▸ **REQUIREMENT**
Rewrite the passage on romidepsin side effects from "In the Phase" up to and including "will be gathered.", replacing "initiating" with "starting".

In Part A of the REDUC trial, all romidepsin-related side effects were mild in severity and resolved within a few days. The most common side effects related to romidepsin were abdominal symptoms (such as nausea, stomach growling, and abdominal pain) and fatigue. Some mild changes in white blood cell counts and T cell counts were seen.9

In Part B of the REDUC trial, the majority of side effects were mild in severity. Side effects associated with romidepsin included fatigue and nausea. One side effect associated with romidepsin—mild hair loss—did not resolve by the end of the study. Side effects related to Vacc-4x plus the adjuvant and to the treatment interruption also occurred.10

ACTG 5315 (NCT01933594):

Participants who received single doses of romidepsin tolerated the drug well and had no severe treatment-related serious side effects. Seven participants who received romidepsin had side effects of moderate intensity that were possibly treatment-related, including fatigue, heart rhythm abnormality, low levels of phosphate in the blood, and neutropenia.12

Among 16 total participants enrolled to receive multiple-dose romidepsin or placebo, one participant experienced severe neutropenia that was possibly related to treatment. Four participants experienced one or more moderate side effects that were possibly, probably, or definitely related to romidepsin treatment; these included blurred vision, neutropenia, nausea, fatigue, and headache.12

ROADMAP (NCT02850016):

In the ROADMAP trial, most of the side effects reported during the study were mild or moderate. Out of 267 side effects that were reported during the trial, 39 were drug-related and 159 side effects were considered at least possibly related to romidepsin or 3BNC117. One participant had a serious side effect that was related to romidepsin treatment – higher than normal levels of bilirubin in the blood. (In this participant, bilirubin levels returned to normal without any treatment.) The most common side effects associated with romidepsin were nausea, headache, chills, and vomiting. Three participants experienced a temporary heart rhythm abnormality one day after receiving romidepsin.15

eCLEAR (NCT03041012):

In the Phase 1b/2a eCLEAR study looking at the use of romidepsin and/or 3BNC117 in participants initiating ART, the majority of side effects that occurred during the trial were mild and unrelated to study treatment.18

Because romidepsin is still being studied, information on possible side effects of the drug is not complete. As testing of romidepsin continues, additional information on possible side effects will be gathered.

Additional information on side effects known to be associated with romidepsin can be found in the FDA-approved Full Prescribing Information for Istodax.4

 

Where can I get more information about clinical trials studying romidepsin?Where can I get more information about clinical trials studying romidepsin?

▸ **RECORDED DATA**
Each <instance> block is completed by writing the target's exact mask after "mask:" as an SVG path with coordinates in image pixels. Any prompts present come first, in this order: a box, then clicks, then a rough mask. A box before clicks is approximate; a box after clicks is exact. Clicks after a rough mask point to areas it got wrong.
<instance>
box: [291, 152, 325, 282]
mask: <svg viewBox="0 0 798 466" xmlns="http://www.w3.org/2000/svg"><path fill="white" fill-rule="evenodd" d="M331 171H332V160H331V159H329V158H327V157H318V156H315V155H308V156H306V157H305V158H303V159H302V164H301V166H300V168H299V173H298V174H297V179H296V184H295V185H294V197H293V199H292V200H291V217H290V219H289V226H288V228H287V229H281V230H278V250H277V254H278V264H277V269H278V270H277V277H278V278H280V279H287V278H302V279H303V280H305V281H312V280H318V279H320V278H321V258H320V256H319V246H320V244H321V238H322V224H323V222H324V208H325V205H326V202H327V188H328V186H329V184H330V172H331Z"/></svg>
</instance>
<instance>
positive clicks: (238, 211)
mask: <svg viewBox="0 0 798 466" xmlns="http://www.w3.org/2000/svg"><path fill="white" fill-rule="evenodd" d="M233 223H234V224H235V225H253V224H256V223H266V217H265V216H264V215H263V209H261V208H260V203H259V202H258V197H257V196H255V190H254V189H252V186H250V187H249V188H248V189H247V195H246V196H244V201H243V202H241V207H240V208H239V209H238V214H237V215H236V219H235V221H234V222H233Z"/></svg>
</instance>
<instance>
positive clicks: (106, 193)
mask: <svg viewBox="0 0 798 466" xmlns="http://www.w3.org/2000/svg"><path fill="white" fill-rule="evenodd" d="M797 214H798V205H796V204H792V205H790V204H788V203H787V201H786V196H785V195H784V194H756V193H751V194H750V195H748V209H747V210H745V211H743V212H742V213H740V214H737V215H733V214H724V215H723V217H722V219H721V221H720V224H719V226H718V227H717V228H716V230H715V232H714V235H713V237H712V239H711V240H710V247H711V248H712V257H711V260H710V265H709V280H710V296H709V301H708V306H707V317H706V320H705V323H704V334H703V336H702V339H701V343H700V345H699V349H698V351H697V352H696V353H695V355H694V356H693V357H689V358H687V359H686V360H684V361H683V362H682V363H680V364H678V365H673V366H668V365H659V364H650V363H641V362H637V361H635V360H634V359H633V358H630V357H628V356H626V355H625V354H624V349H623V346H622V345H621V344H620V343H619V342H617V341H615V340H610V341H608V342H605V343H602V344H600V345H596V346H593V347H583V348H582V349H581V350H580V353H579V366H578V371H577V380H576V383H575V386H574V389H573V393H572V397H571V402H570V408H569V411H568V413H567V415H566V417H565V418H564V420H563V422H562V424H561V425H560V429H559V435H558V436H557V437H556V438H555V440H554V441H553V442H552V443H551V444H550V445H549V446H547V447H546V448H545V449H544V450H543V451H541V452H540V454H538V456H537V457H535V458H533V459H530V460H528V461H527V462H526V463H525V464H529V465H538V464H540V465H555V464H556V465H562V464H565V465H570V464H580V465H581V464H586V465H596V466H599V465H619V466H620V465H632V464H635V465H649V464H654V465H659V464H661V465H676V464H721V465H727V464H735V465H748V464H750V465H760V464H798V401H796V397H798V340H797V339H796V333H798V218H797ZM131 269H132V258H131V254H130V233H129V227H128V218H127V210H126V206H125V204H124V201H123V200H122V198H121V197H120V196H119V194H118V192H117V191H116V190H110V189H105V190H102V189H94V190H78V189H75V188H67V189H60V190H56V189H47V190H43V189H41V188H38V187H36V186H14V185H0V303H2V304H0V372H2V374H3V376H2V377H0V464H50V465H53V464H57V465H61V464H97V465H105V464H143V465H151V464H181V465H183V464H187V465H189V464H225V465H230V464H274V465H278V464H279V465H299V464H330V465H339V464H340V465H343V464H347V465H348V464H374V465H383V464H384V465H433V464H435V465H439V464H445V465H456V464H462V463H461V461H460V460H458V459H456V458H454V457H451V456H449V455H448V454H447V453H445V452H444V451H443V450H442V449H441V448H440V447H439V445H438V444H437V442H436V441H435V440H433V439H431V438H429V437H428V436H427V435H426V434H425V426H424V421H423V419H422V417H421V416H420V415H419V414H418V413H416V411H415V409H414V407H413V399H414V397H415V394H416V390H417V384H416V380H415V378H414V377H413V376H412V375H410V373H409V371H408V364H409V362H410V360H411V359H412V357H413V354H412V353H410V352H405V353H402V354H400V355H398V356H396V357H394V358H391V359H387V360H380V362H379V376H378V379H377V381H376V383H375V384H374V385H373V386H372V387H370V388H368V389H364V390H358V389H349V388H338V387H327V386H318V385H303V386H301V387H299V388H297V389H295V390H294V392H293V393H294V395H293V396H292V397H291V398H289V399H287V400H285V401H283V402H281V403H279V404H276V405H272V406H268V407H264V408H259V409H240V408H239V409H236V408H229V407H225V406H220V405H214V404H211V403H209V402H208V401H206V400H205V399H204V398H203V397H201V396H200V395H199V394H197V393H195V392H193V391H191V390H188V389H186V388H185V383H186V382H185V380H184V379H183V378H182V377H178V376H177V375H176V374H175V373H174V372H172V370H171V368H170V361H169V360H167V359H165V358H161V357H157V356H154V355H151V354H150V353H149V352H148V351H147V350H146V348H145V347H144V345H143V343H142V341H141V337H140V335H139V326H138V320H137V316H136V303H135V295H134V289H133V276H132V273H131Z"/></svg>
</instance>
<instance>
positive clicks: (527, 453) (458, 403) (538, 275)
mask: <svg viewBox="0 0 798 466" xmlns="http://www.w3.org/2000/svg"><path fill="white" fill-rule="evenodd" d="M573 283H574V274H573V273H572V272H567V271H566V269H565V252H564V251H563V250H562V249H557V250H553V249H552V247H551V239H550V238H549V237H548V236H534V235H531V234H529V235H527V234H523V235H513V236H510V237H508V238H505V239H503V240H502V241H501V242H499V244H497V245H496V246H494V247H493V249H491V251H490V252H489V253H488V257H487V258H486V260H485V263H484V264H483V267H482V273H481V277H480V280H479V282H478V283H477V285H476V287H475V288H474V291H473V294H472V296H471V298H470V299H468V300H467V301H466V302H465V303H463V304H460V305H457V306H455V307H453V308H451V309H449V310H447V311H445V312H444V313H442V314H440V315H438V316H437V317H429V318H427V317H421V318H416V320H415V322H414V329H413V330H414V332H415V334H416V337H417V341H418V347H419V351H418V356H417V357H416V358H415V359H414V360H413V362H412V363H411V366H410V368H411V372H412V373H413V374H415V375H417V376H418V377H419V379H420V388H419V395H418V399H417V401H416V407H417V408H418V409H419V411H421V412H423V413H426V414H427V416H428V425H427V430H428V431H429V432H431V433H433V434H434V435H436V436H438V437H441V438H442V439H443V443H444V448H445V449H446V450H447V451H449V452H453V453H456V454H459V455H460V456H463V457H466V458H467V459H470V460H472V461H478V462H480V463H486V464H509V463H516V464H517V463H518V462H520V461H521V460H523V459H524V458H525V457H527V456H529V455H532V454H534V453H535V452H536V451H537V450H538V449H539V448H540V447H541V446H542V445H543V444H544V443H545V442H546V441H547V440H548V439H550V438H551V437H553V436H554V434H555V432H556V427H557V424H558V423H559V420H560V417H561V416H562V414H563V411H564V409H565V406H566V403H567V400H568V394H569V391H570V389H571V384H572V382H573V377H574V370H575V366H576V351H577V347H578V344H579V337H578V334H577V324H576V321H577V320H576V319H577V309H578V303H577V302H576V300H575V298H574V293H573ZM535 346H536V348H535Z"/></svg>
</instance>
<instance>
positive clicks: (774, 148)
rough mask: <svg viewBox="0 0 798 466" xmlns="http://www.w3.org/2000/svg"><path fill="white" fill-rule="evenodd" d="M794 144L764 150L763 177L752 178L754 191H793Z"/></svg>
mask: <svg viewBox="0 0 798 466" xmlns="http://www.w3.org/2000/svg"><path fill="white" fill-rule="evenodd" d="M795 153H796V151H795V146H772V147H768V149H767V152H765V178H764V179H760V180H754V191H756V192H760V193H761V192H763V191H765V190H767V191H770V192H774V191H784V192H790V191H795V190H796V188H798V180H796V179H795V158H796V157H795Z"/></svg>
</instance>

▸ **ANSWER TO THIS PROBLEM**
In the Phase 1b/2a eCLEAR study looking at the use of romidepsin and/or 3BNC117 in participants starting ART, the majority of side effects that occurred during the trial were mild and unrelated to study treatment.18

Because romidepsin is still being studied, information on possible side effects of the drug is not complete. As testing of romidepsin continues, additional information on possible side effects will be gathered.